• What you are asked to do
Copy every line of the entries below, leaving all wording unchanged, and shift each coordinate in the answers by adding 148 to both numbers.

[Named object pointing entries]
◇ ◇ ◇ ◇

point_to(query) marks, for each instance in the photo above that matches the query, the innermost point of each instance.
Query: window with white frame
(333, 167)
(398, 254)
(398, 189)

◇ ◇ ◇ ◇

• Output below
point_to(query) marks, for each instance in the photo above that matches the query, the innermost point of each instance.
Query: window with white frame
(481, 315)
(546, 402)
(546, 337)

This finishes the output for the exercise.